## [Exercise task]
Return the records below from the line containing "Mark the silver laptop with a point." onward, exactly, through and including the last line.
──────── Data entries ────────
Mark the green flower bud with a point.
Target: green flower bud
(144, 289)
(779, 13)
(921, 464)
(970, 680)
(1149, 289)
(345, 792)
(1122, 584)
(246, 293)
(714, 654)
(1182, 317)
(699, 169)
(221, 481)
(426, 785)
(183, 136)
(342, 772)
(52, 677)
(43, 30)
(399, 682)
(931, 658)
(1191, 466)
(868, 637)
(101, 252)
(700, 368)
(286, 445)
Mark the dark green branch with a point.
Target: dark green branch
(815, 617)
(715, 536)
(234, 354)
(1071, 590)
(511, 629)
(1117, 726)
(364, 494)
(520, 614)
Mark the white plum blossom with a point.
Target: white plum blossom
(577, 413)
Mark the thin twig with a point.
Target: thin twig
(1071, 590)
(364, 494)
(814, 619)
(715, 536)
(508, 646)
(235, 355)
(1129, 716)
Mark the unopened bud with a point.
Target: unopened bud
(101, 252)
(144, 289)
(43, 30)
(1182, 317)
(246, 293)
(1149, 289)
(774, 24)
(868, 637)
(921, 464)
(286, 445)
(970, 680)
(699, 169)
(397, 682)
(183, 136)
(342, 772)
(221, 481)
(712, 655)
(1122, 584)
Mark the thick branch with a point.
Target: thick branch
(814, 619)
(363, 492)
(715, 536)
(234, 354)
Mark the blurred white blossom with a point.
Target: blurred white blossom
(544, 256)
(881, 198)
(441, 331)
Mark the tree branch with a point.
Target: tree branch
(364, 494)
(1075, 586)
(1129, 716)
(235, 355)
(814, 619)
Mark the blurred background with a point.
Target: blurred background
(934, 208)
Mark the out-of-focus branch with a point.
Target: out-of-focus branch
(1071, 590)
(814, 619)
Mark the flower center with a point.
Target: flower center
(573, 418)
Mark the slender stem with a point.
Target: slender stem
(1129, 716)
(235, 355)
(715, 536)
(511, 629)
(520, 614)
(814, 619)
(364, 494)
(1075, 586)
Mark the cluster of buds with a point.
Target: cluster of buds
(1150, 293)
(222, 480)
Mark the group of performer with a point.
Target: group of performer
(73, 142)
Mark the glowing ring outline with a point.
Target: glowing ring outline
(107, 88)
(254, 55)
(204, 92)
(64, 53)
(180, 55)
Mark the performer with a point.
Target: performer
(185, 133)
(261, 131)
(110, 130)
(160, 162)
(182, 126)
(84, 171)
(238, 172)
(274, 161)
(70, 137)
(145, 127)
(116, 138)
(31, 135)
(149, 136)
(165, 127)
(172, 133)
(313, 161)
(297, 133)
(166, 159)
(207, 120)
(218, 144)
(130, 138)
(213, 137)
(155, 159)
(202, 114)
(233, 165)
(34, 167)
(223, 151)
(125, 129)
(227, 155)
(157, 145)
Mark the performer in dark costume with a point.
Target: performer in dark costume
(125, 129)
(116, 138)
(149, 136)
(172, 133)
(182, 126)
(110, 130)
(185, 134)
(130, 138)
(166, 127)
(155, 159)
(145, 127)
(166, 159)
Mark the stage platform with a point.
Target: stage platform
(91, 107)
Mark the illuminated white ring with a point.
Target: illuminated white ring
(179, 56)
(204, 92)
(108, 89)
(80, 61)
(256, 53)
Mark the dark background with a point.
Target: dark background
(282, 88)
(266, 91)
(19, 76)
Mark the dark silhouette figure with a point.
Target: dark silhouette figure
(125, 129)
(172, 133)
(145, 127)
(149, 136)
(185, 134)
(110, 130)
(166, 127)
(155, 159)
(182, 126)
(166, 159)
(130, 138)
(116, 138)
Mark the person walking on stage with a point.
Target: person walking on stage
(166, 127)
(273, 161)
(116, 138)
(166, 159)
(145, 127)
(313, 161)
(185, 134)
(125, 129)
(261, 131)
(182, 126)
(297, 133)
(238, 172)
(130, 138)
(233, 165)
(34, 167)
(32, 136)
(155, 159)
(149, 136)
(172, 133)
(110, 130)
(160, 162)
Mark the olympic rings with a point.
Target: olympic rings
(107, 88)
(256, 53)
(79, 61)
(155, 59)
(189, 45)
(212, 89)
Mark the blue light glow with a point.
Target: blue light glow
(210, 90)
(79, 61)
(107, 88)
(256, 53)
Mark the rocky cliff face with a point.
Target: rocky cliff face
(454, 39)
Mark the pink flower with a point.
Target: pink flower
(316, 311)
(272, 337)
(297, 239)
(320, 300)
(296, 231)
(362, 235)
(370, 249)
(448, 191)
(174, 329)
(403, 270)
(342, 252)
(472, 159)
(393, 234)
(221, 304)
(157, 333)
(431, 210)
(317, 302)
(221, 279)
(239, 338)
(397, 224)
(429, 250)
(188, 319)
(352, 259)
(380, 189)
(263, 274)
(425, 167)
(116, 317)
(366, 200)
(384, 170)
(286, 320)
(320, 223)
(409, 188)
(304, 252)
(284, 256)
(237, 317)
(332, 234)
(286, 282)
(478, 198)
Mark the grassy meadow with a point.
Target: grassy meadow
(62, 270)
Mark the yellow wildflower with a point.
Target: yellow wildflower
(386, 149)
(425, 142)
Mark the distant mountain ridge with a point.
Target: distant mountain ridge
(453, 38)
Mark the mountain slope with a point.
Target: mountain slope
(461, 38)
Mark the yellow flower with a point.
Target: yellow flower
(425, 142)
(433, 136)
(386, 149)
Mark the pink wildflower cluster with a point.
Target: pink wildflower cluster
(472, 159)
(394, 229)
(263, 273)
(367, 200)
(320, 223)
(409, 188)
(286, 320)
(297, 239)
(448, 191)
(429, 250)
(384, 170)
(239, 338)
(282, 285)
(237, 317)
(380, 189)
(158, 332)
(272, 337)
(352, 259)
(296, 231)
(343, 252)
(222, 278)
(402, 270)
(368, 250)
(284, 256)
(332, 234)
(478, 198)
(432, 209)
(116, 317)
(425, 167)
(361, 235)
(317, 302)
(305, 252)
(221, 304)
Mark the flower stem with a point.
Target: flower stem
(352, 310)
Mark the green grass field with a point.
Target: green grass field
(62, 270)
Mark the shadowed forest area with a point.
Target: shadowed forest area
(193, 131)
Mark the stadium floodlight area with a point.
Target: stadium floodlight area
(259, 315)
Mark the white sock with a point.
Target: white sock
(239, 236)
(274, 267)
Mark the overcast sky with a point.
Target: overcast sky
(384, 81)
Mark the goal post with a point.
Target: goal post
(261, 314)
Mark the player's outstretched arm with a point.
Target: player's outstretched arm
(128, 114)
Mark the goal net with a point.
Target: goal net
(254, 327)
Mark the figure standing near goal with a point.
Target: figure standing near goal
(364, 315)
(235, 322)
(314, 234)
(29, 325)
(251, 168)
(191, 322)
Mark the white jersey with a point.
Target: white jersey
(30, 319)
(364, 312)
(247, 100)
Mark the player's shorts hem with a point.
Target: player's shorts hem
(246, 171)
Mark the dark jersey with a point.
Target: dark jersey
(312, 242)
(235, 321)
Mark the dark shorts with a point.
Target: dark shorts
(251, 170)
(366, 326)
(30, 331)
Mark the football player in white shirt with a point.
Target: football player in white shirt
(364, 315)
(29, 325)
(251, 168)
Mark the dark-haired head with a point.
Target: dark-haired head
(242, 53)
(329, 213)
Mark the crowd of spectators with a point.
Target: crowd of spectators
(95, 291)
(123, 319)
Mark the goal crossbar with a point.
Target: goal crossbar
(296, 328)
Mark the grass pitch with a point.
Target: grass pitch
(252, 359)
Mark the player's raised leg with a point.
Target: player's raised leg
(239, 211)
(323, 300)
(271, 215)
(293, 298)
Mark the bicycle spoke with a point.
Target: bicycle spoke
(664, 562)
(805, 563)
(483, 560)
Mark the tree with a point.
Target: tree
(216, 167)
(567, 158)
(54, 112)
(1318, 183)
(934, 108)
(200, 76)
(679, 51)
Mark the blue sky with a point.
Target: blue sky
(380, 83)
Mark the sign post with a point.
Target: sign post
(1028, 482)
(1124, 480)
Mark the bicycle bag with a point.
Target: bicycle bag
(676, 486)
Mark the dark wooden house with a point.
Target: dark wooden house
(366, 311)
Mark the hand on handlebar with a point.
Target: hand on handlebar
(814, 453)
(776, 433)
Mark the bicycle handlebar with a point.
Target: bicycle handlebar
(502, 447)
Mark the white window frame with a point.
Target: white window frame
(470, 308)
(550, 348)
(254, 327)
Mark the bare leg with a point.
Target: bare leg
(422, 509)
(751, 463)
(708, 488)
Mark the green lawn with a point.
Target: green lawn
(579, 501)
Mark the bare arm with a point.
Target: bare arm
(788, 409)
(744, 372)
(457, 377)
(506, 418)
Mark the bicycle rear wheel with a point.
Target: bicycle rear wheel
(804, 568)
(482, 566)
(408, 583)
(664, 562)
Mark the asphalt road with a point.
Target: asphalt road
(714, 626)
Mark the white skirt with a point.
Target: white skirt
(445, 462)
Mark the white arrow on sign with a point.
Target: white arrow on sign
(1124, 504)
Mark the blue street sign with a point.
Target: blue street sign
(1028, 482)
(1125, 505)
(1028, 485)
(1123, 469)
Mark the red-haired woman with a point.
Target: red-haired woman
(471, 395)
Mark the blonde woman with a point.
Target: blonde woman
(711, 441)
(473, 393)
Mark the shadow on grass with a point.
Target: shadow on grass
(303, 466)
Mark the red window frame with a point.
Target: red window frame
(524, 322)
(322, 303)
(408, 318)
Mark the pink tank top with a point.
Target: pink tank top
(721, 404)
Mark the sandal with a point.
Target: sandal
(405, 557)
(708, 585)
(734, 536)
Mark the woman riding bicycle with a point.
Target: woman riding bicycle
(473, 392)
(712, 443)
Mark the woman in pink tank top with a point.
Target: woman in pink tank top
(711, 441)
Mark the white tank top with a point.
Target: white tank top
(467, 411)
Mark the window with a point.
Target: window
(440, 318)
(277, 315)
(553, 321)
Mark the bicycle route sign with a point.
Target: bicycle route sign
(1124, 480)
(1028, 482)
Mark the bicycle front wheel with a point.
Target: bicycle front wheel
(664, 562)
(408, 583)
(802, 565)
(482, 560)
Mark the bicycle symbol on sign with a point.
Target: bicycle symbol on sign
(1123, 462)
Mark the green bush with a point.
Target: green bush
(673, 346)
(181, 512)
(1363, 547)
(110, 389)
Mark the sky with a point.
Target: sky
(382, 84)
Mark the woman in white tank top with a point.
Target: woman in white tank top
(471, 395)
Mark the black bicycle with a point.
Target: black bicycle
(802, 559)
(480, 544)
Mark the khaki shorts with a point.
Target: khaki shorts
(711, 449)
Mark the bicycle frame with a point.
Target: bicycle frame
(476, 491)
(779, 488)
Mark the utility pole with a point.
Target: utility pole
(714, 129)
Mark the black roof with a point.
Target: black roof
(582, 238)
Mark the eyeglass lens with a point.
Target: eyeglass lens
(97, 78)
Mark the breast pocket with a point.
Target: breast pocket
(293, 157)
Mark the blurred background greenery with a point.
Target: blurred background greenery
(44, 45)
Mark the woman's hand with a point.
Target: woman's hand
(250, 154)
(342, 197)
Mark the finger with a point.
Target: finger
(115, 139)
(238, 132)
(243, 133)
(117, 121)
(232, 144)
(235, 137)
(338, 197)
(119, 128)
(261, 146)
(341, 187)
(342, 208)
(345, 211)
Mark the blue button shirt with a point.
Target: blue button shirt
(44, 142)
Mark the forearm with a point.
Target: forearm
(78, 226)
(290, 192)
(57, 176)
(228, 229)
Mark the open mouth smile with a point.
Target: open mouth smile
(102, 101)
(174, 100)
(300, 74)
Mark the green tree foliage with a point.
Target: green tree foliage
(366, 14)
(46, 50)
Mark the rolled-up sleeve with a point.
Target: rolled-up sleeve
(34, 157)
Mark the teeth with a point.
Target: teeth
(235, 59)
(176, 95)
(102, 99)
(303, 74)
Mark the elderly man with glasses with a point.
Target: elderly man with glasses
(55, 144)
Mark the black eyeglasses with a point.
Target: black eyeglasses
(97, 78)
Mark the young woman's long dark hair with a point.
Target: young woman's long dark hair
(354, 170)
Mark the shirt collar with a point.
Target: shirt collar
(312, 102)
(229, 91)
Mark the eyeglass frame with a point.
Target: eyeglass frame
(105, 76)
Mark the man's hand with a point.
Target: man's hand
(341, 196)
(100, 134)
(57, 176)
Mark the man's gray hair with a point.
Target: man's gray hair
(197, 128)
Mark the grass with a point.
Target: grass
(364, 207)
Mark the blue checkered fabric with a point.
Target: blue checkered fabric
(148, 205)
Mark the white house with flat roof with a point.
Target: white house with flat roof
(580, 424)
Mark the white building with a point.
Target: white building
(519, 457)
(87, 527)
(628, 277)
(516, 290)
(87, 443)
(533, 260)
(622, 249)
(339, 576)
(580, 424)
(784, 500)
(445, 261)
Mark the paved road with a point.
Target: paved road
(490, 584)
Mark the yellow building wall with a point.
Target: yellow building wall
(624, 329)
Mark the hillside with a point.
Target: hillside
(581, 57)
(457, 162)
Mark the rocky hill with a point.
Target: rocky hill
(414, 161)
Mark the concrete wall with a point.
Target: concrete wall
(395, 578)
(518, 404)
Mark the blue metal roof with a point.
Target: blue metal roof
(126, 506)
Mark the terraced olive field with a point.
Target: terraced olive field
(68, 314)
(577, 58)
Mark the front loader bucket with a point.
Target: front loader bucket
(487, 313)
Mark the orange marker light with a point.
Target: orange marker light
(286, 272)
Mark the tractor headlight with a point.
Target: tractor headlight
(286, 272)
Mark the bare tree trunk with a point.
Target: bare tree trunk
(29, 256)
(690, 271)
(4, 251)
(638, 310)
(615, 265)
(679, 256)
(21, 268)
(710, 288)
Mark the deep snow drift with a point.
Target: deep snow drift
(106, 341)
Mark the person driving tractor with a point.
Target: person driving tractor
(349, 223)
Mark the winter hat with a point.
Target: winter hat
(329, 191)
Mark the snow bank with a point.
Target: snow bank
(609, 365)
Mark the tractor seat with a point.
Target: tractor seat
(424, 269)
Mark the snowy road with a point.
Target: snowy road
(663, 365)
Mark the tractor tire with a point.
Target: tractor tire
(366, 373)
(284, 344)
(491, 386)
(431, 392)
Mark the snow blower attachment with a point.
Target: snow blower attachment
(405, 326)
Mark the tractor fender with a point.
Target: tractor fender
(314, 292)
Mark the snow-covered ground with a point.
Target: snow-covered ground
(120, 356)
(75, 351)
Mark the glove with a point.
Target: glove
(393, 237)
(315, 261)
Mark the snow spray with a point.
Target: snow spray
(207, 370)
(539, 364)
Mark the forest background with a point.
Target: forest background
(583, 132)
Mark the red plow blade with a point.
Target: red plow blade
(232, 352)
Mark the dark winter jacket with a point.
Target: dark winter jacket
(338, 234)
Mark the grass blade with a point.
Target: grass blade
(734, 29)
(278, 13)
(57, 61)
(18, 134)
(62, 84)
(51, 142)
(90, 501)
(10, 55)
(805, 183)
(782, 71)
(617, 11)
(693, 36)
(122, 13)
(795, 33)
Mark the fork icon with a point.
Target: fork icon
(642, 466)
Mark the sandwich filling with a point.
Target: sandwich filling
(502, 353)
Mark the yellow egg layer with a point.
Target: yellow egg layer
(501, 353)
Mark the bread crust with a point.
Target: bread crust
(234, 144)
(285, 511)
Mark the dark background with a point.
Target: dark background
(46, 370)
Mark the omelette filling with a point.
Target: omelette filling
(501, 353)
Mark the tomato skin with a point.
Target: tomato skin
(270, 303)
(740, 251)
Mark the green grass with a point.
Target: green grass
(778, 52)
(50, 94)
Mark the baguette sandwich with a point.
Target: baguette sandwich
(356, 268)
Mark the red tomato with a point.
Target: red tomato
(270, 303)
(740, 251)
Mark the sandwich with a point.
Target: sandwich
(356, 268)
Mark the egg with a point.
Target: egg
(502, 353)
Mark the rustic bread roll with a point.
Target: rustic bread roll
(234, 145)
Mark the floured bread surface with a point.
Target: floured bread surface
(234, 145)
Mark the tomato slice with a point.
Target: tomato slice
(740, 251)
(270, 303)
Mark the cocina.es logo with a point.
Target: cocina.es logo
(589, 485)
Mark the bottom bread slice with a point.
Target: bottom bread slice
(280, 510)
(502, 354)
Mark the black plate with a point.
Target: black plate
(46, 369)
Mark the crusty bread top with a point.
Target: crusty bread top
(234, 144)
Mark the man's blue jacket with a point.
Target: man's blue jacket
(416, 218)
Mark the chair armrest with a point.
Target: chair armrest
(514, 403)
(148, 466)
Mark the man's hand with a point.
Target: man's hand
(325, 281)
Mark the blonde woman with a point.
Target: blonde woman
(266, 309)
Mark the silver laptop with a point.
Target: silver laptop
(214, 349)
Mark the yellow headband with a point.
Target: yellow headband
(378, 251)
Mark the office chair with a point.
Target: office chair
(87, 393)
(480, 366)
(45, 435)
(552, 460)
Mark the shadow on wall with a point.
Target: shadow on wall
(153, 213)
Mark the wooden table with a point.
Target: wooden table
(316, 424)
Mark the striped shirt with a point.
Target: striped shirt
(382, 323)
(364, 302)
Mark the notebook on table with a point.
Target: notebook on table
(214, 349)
────────
## [Finished answer]
Mark the silver laptop with a point.
Target: silver laptop
(214, 349)
Mark the yellow headband with a point.
Target: yellow headband
(378, 251)
Mark the office chair with a point.
Target: office chair
(87, 393)
(480, 366)
(45, 435)
(552, 460)
Mark the shadow on wall with a point.
Target: shadow on wall
(153, 213)
Mark the wooden table with a point.
Target: wooden table
(316, 424)
Mark the striped shirt with a point.
Target: striped shirt
(382, 323)
(364, 302)
Mark the notebook on table with a point.
Target: notebook on table
(214, 349)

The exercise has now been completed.